======== Material

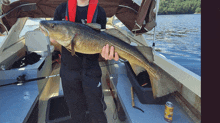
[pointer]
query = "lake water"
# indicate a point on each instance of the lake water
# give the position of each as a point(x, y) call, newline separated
point(178, 37)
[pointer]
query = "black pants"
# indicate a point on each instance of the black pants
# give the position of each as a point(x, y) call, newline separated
point(83, 92)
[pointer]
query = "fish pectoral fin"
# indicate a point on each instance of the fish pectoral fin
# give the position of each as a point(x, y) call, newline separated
point(147, 52)
point(95, 26)
point(118, 34)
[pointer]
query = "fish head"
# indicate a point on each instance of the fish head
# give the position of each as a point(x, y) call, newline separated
point(57, 30)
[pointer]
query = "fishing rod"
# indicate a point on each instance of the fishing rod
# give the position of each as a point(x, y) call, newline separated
point(21, 80)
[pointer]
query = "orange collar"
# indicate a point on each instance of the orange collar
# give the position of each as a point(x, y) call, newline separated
point(72, 4)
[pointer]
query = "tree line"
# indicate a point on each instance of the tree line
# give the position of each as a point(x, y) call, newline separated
point(179, 6)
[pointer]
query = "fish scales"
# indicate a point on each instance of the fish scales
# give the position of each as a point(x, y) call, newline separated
point(96, 40)
point(90, 41)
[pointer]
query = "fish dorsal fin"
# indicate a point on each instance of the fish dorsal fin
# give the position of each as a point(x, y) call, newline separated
point(116, 33)
point(95, 26)
point(147, 52)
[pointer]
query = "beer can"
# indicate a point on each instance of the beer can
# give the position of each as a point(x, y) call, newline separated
point(168, 114)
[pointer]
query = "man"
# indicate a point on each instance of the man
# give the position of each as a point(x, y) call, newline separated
point(81, 73)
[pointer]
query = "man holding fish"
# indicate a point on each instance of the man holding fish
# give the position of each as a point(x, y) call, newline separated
point(81, 73)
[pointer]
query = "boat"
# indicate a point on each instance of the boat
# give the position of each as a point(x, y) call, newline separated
point(32, 92)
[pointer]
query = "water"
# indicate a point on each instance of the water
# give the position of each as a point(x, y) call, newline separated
point(178, 37)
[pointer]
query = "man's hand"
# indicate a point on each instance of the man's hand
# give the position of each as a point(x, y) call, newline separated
point(109, 56)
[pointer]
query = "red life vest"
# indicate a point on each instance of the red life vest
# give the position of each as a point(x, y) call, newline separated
point(71, 11)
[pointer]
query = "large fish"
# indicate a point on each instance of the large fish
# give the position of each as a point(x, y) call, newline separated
point(89, 39)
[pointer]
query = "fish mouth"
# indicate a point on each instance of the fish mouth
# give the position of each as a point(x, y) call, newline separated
point(44, 30)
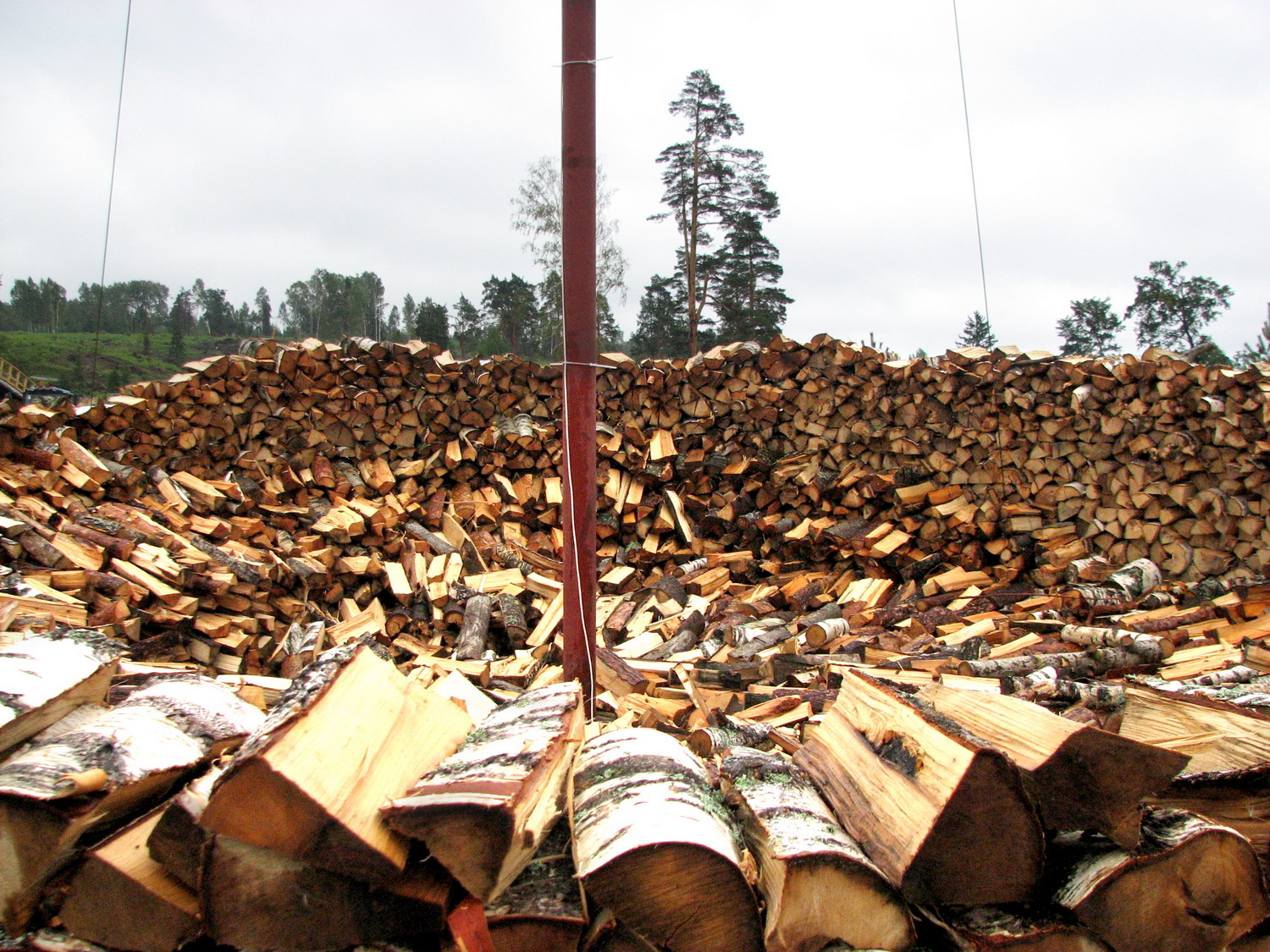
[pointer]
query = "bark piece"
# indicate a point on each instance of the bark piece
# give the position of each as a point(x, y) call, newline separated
point(1003, 928)
point(121, 898)
point(543, 909)
point(1080, 777)
point(817, 883)
point(348, 734)
point(253, 898)
point(1189, 886)
point(483, 812)
point(45, 677)
point(475, 629)
point(919, 795)
point(653, 839)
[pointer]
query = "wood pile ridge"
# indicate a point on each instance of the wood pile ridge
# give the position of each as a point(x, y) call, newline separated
point(958, 654)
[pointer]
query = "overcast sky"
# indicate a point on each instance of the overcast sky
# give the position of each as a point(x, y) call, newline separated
point(263, 140)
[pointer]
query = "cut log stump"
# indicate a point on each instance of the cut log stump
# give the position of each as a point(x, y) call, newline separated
point(484, 812)
point(350, 734)
point(1189, 886)
point(817, 883)
point(941, 812)
point(653, 839)
point(104, 769)
point(121, 898)
point(1080, 777)
point(45, 677)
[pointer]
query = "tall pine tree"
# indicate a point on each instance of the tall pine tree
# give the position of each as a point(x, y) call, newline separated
point(977, 332)
point(747, 299)
point(660, 330)
point(1091, 329)
point(713, 184)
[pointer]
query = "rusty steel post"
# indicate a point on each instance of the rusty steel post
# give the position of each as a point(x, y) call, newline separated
point(578, 400)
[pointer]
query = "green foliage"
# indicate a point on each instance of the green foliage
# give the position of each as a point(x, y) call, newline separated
point(35, 306)
point(1171, 311)
point(1091, 329)
point(747, 300)
point(263, 315)
point(329, 306)
point(432, 322)
point(511, 309)
point(713, 184)
point(977, 332)
point(540, 216)
point(660, 330)
point(470, 330)
point(68, 360)
point(1259, 349)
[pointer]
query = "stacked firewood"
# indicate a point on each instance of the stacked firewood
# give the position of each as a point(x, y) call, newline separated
point(373, 806)
point(832, 589)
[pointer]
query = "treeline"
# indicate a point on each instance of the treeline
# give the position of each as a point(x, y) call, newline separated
point(511, 315)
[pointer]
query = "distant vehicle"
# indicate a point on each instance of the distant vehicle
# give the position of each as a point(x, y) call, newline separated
point(47, 396)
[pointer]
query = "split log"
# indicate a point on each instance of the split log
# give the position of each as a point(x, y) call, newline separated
point(1218, 736)
point(1019, 928)
point(253, 898)
point(475, 629)
point(543, 909)
point(122, 899)
point(1189, 886)
point(485, 810)
point(177, 839)
point(45, 677)
point(919, 794)
point(1080, 777)
point(348, 734)
point(653, 838)
point(107, 767)
point(817, 883)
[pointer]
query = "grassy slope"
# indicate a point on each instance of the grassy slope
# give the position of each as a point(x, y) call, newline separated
point(66, 360)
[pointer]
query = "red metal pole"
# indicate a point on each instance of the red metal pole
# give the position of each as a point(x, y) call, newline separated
point(578, 240)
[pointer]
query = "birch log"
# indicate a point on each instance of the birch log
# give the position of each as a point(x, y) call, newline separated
point(1080, 777)
point(1189, 886)
point(939, 810)
point(45, 677)
point(345, 736)
point(817, 883)
point(107, 768)
point(1015, 928)
point(485, 809)
point(655, 843)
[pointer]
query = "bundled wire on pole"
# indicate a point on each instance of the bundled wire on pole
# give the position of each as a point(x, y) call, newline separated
point(109, 200)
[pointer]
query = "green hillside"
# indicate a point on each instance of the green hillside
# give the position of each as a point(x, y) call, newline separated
point(93, 367)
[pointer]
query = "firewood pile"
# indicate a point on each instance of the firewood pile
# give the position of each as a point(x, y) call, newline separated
point(963, 654)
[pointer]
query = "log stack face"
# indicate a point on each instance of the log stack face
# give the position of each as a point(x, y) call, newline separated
point(373, 531)
point(1142, 457)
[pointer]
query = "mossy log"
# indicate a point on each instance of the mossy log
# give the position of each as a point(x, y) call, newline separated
point(1189, 886)
point(817, 883)
point(485, 809)
point(654, 842)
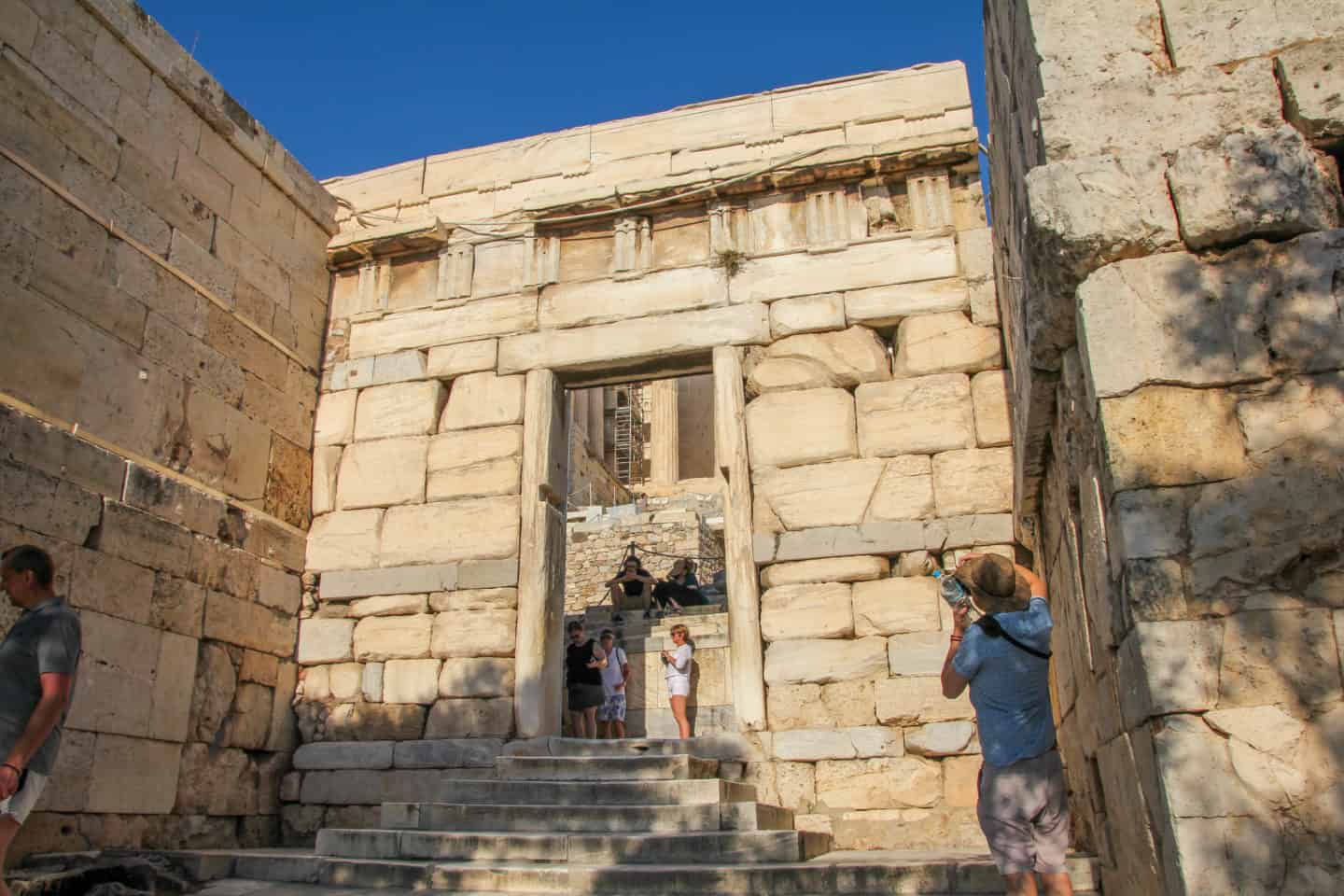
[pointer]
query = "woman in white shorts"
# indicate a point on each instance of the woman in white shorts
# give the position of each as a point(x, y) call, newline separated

================

• **Required work**:
Rewrite all the rows above as a numbered list with no blank lines, and leave the pictures out.

• **Result of the task**:
1. [pointer]
2. query = "lake water"
3. # indicate a point on each instance of the lake water
4. # give the position of each as a point(x, y) call, newline separated
5. point(178, 37)
6. [pointer]
7. query = "black pants"
8. # indicate a point on each instance of the black pants
9. # give the position of each as a point(x, y) call, newline separated
10. point(83, 92)
11. [pointer]
12. query = "fish pectoral fin"
13. # indicate a point on each instance of the fish pectoral fin
14. # give the position of each as a point(x, y) call, newline separated
15. point(147, 52)
16. point(95, 26)
17. point(118, 34)
18. [pointer]
19. query = "fish head"
20. # indicate a point on each instance of the fish head
21. # give the position of each as a point(x, y) call, newline separated
22. point(57, 30)
23. [pointer]
24. query = "fishing rod"
25. # indicate a point on each instance of the fishing rod
26. # give the position of each as a point(x, y) call, newline separated
27. point(21, 80)
28. [pointer]
29. query = "orange collar"
30. # indicate a point on each instance of the orange collar
31. # give the position of each as a point(x, y) call, newline separated
32. point(72, 4)
33. [pointer]
34. query = "tree line"
35. # indicate a point on each instance of the tree line
36. # give the position of each as a point(x, y) call, newline separated
37. point(179, 6)
38. [pointer]
39. query = "fish scales"
40. # indicate a point on each instance of the fish scales
41. # give the position of each as a point(x, y) call, newline separated
42. point(96, 40)
43. point(90, 41)
44. [pointer]
45. query = "fish dorsal fin"
46. # indicate a point on each instance of the fish dorsal fin
47. # give the position of each as a point(x, y) call, newline separated
48. point(116, 33)
49. point(95, 26)
50. point(147, 52)
51. [pointer]
52. query = "beer can"
53. # indicate a point on each instance of the beer can
54. # give the position of each as a point(x, y) call, newline separated
55. point(168, 114)
56. [pointer]
57. query = "man"
58. # indicate a point on each instance of the man
59. # give the position of each as a point(x, y) call, newline separated
60. point(81, 73)
61. [pointer]
62. query = "man holding fish"
63. # indicate a point on each instance of the man holding fish
64. # give the position of each as a point(x, y) call, newline separated
65. point(81, 73)
66. [pointer]
67. query = "boat"
68. # indicate a point on each instance of the boat
69. # give the position of each as a point(x, y) call, newline separated
70. point(32, 92)
71. [pointer]
72. query = "water"
73. # indicate a point on each instance of the water
74. # give the position of each as a point(x, y) call, newline separated
75. point(178, 37)
76. [pointer]
77. query = "man's hand"
78. # indicate a point on each instance of the man's hand
79. # give the position of each as a point(x, y) call, newline separated
80. point(109, 56)
81. [pointer]
82. query = "red life vest"
83. # indicate a point on each instance of the red life vest
84. # give the position of each as a point(x, y) call, newline separated
85. point(71, 11)
86. [pointer]
87. query = "large fish"
88. # indicate a point on each instance of the large fish
89. # give the position of each as a point(x, y) call, newline separated
90. point(89, 39)
91. [pointer]
92. query = "fish mouth"
93. # indicate a point on each instance of the fish mouth
94. # give the position of each as a point(x, y) call, newline separated
95. point(44, 30)
96. [pointer]
97. query = "bark piece"
98. # indicate a point on each instance of the bark piece
99. # give the position of each as a point(x, y) call, newline separated
100. point(1003, 928)
101. point(121, 898)
102. point(543, 909)
103. point(1080, 777)
104. point(817, 883)
105. point(348, 734)
106. point(253, 898)
107. point(1189, 886)
108. point(483, 812)
109. point(45, 677)
110. point(475, 629)
111. point(919, 795)
112. point(653, 839)
113. [pointer]
114. query = "wood pile ridge"
115. # indicate a point on each instance of the wood pile ridge
116. # give the position of each as a point(x, y) call, newline separated
117. point(958, 654)
118. [pointer]
119. query = "overcast sky"
120. # indicate a point on each instance of the overcast sky
121. # give the position of each as a point(x, y) call, newline separated
122. point(263, 140)
123. [pointer]
124. query = "cut log stump"
125. # indicate a point on each instance of the cut log stump
126. # give the position of each as a point(x, y) call, newline separated
127. point(484, 812)
128. point(350, 734)
129. point(1189, 886)
130. point(817, 883)
131. point(941, 812)
132. point(653, 839)
133. point(104, 769)
134. point(121, 898)
135. point(1080, 777)
136. point(45, 677)
137. [pointer]
138. query = "tall pine tree"
139. # indicate a point on each instance of the tall pine tree
140. # give the position of each as a point(x, y) call, newline separated
141. point(977, 332)
142. point(747, 299)
143. point(660, 330)
144. point(1091, 329)
145. point(713, 184)
146. [pointer]
147. query = "rusty steel post"
148. # indicate a point on each instance of the rusty steel post
149. # give the position of each as a point(x, y) call, newline separated
150. point(578, 400)
151. [pointer]
152. query = "green foliage"
153. # indicate a point on each instance of the green foliage
154. # give the position of each as a point(x, y) call, newline separated
155. point(35, 306)
156. point(1171, 311)
157. point(1091, 329)
158. point(747, 300)
159. point(263, 315)
160. point(329, 306)
161. point(432, 322)
162. point(511, 309)
163. point(713, 184)
164. point(977, 332)
165. point(540, 216)
166. point(660, 330)
167. point(470, 330)
168. point(68, 360)
169. point(1259, 349)
170. [pointer]
171. query = "stacked firewood"
172. # indicate a point on each instance of the stacked firewood
173. # give the position of each as a point(x, y) call, newline separated
174. point(373, 806)
175. point(832, 589)
176. [pointer]
177. query = "treeline"
178. # indicate a point on each instance of the treeline
179. # give the position of each as a point(x, y) call, newline separated
180. point(511, 315)
181. [pointer]
182. query = "distant vehicle"
183. # indicate a point on each instance of the distant vehicle
184. # give the position of each as a point(x, y) call, newline separated
185. point(47, 396)
186. [pointer]
187. query = "split log"
188. # indicate a point on each instance of the split log
189. # give the position of each as a point(x, y) call, newline separated
190. point(1218, 736)
191. point(1019, 928)
192. point(253, 898)
193. point(475, 629)
194. point(543, 909)
195. point(122, 899)
196. point(1189, 886)
197. point(485, 810)
198. point(177, 839)
199. point(45, 677)
200. point(919, 794)
201. point(1080, 777)
202. point(348, 734)
203. point(653, 838)
204. point(107, 767)
205. point(817, 883)
206. [pointer]
207. query = "grassy slope"
208. # indicate a point on each instance of the grassy slope
209. # give the position of each as a point(x, y) call, newline separated
210. point(66, 360)
211. [pointer]
212. query = "red metal pole"
213. # indicate a point on each instance of the red metal pole
214. # give the position of each as a point(x, y) call, newline separated
215. point(578, 240)
216. [pointer]
217. query = "birch log"
218. # indicate a point on each instance of the birch log
219. # give the position of each as a point(x, y) call, newline separated
220. point(1080, 777)
221. point(1189, 886)
222. point(939, 810)
223. point(45, 677)
224. point(345, 736)
225. point(817, 883)
226. point(107, 768)
227. point(1015, 928)
228. point(485, 809)
229. point(655, 843)
230. [pointer]
231. query = "bundled wire on pole"
232. # indicate a point on each instance of the bundled wire on pole
233. # give the position of each as a point(x, y) call, newline separated
234. point(109, 200)
235. [pointer]
236. query = "green hillside"
237. # indicate a point on each instance of the green hillside
238. # give the position of each as a point(x, y) call, newline separated
239. point(93, 367)
240. [pointer]
241. query = "firewood pile"
242. # indicate a point on each instance of the firewood pile
243. # give the position of each as a point(x, y) call, newline separated
244. point(963, 654)
245. [pointer]
246. query = "log stack face"
247. # indicate a point on each instance of the log stack face
248. # give the position of each as a point(x, y) call, newline separated
249. point(373, 531)
250. point(1142, 457)
251. [pointer]
252. query = "mossy log"
253. # indicate a point on each instance of the mossy log
254. # give the position of each as a point(x, y) call, newline separated
255. point(1189, 886)
256. point(817, 883)
257. point(485, 809)
258. point(654, 842)
259. [pointer]
260. query = "woman in white shorts"
261. # indicate a point on each instance of the woman in white shorts
262. # give the position of each as a point(x, y) call, newline separated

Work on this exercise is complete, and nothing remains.